Please identify every line in the rows below that contains the word "collar", and copy each of those lines. The match is case-sensitive.

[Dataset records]
● ● ●
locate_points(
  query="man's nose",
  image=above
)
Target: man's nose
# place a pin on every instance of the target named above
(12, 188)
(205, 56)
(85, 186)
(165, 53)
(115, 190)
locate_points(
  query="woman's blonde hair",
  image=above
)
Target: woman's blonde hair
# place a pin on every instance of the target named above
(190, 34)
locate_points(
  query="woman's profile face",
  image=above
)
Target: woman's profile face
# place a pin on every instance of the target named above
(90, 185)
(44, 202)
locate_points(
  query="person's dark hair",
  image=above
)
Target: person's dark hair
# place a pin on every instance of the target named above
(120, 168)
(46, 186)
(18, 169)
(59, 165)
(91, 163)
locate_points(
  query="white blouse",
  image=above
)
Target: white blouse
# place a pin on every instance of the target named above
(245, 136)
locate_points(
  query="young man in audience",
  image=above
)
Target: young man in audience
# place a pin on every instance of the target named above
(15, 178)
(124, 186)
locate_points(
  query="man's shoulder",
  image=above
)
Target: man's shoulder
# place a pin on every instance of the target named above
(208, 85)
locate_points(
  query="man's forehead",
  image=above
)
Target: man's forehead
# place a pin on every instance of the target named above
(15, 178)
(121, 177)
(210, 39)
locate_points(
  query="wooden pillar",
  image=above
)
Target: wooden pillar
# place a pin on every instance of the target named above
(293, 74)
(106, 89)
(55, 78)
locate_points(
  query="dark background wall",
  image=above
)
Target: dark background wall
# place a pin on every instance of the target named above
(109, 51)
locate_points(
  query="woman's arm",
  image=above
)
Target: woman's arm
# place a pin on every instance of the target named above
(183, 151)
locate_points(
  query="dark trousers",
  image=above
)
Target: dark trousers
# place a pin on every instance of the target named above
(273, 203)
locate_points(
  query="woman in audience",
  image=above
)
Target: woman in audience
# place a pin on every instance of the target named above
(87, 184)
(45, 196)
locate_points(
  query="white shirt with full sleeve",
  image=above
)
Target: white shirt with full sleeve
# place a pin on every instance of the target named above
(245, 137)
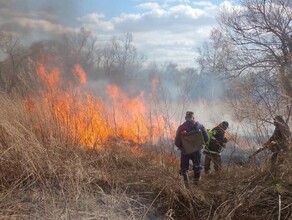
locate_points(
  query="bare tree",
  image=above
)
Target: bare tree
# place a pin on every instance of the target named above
(252, 49)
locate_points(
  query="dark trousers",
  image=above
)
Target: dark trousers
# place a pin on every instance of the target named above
(217, 161)
(195, 157)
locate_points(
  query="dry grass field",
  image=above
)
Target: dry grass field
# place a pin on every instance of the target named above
(47, 174)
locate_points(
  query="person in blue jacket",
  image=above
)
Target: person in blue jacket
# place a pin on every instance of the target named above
(189, 125)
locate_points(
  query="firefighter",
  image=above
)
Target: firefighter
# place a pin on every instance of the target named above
(216, 144)
(279, 142)
(188, 126)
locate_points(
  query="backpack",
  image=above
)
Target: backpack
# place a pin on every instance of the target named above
(192, 141)
(211, 134)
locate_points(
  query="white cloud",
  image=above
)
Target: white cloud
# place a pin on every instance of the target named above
(148, 5)
(93, 22)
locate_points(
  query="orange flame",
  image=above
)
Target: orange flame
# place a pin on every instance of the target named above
(78, 70)
(88, 120)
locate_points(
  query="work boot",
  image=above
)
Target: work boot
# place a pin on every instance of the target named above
(186, 179)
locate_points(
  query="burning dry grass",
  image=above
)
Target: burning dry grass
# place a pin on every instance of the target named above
(45, 175)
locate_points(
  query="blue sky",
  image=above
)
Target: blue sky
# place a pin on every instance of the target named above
(163, 30)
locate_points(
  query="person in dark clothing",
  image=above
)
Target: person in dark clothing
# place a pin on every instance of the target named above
(188, 126)
(279, 142)
(216, 145)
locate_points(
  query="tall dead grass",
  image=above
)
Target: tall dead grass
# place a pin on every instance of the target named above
(45, 175)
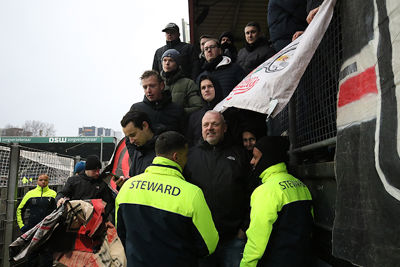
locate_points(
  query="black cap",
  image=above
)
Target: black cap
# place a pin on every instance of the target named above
(171, 26)
(92, 163)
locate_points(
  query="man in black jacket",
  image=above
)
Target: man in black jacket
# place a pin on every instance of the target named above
(174, 42)
(221, 68)
(256, 50)
(157, 104)
(222, 172)
(285, 18)
(139, 140)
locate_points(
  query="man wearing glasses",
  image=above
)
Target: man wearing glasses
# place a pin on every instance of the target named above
(87, 185)
(221, 68)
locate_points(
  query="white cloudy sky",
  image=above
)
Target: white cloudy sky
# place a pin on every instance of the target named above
(77, 63)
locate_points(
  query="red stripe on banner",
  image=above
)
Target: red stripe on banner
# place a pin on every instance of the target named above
(118, 154)
(356, 87)
(125, 164)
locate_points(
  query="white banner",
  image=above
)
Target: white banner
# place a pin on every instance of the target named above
(269, 87)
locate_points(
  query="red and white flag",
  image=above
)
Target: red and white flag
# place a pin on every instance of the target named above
(269, 87)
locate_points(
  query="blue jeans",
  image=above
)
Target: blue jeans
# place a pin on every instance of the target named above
(228, 254)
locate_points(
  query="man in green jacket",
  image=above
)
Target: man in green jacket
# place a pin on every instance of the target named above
(163, 220)
(281, 212)
(183, 90)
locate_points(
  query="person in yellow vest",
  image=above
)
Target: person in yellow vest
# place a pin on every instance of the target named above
(163, 220)
(281, 218)
(39, 201)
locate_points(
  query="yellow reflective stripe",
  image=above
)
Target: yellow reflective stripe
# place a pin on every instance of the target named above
(163, 188)
(37, 192)
(278, 190)
(263, 215)
(159, 191)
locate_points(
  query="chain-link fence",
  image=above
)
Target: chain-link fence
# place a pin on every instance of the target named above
(314, 109)
(30, 163)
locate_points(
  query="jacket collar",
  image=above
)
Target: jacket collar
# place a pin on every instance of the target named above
(172, 44)
(277, 168)
(168, 167)
(45, 189)
(225, 61)
(165, 100)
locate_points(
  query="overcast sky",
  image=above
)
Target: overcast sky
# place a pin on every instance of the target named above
(77, 63)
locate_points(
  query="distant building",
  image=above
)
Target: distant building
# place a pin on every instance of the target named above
(98, 131)
(14, 132)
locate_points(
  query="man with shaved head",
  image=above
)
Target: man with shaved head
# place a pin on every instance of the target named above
(220, 169)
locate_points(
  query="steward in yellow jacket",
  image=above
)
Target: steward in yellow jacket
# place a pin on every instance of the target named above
(39, 201)
(281, 217)
(163, 220)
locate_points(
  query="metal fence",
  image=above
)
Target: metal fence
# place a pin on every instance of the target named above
(313, 106)
(19, 169)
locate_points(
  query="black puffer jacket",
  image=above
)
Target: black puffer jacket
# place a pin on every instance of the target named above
(222, 173)
(285, 17)
(164, 115)
(225, 73)
(141, 157)
(186, 56)
(252, 55)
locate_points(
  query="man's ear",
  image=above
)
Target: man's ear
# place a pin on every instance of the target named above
(145, 125)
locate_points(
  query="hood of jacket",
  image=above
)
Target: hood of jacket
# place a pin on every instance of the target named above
(277, 168)
(165, 100)
(172, 44)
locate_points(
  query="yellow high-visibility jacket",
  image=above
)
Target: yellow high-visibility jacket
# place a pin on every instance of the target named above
(281, 221)
(163, 220)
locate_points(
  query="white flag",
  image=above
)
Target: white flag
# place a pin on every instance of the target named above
(269, 87)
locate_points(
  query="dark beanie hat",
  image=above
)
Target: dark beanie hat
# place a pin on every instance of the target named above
(171, 53)
(80, 166)
(92, 163)
(226, 34)
(274, 150)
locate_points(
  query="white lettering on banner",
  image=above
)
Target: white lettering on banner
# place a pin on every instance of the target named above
(57, 140)
(269, 87)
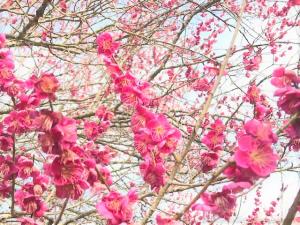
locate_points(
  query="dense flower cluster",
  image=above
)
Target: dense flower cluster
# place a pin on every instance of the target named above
(92, 129)
(254, 148)
(71, 168)
(288, 90)
(117, 208)
(154, 136)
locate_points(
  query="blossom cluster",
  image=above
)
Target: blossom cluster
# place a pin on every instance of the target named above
(213, 140)
(154, 136)
(71, 168)
(287, 84)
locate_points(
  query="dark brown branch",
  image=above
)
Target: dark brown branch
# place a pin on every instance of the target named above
(292, 211)
(39, 13)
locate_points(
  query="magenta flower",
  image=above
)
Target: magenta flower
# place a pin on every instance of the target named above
(260, 159)
(139, 118)
(7, 168)
(165, 220)
(104, 114)
(64, 172)
(91, 129)
(153, 173)
(239, 174)
(289, 99)
(48, 144)
(284, 78)
(2, 40)
(207, 161)
(46, 85)
(117, 208)
(221, 204)
(71, 190)
(293, 132)
(106, 45)
(66, 130)
(257, 130)
(6, 143)
(30, 203)
(126, 80)
(27, 221)
(26, 168)
(171, 141)
(5, 189)
(6, 61)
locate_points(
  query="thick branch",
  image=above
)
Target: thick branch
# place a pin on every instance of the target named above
(292, 211)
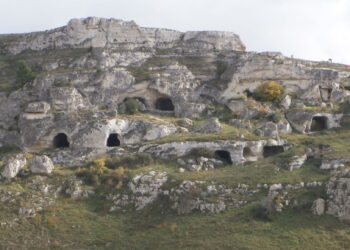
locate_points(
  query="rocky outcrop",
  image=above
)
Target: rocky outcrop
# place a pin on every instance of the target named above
(100, 32)
(338, 191)
(312, 121)
(209, 126)
(13, 165)
(40, 165)
(238, 151)
(297, 162)
(318, 207)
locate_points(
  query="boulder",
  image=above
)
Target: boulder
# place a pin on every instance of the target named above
(328, 164)
(211, 125)
(185, 122)
(338, 191)
(38, 107)
(286, 102)
(297, 162)
(13, 165)
(318, 207)
(240, 123)
(41, 165)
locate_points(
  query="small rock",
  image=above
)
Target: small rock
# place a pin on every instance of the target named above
(209, 126)
(41, 164)
(318, 207)
(13, 165)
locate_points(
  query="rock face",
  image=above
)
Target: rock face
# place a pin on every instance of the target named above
(318, 207)
(312, 121)
(238, 152)
(41, 165)
(99, 32)
(210, 126)
(338, 191)
(297, 162)
(13, 165)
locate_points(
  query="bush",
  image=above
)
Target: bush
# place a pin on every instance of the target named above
(24, 73)
(130, 161)
(131, 105)
(98, 174)
(198, 152)
(274, 117)
(269, 91)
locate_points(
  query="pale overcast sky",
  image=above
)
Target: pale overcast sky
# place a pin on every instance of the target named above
(309, 29)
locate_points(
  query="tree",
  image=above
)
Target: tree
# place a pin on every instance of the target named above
(24, 73)
(269, 91)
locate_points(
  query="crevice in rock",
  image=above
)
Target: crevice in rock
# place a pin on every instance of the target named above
(272, 150)
(113, 140)
(164, 104)
(318, 123)
(224, 155)
(61, 141)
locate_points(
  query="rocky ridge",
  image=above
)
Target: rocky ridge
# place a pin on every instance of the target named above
(105, 87)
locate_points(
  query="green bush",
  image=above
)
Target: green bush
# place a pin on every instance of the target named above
(98, 174)
(275, 117)
(132, 107)
(130, 161)
(24, 73)
(198, 152)
(269, 91)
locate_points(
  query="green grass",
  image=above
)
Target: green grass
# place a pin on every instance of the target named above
(86, 225)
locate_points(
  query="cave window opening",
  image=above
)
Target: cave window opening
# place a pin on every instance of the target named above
(224, 155)
(164, 104)
(318, 123)
(61, 141)
(113, 140)
(272, 150)
(247, 153)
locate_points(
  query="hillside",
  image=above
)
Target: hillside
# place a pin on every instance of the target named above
(115, 136)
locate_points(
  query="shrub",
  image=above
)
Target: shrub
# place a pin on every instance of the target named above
(275, 117)
(269, 91)
(130, 161)
(198, 152)
(98, 174)
(24, 73)
(132, 107)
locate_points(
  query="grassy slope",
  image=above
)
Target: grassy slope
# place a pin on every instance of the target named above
(84, 225)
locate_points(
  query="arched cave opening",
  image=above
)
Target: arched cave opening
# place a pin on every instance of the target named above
(272, 150)
(224, 155)
(113, 140)
(248, 153)
(61, 141)
(318, 123)
(164, 104)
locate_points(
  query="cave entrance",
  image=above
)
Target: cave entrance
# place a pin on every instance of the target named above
(318, 123)
(164, 104)
(61, 141)
(248, 154)
(224, 155)
(113, 140)
(272, 150)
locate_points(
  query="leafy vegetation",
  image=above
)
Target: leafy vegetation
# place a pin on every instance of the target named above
(269, 91)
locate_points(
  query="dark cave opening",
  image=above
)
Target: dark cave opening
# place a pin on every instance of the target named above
(272, 150)
(318, 123)
(224, 155)
(61, 141)
(247, 153)
(113, 140)
(164, 104)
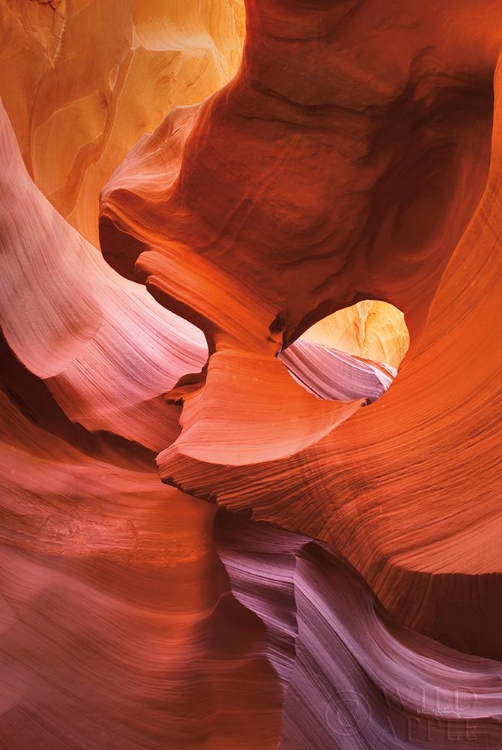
● ● ●
**Exercise answer**.
  query="jacket collar",
Target: jacket collar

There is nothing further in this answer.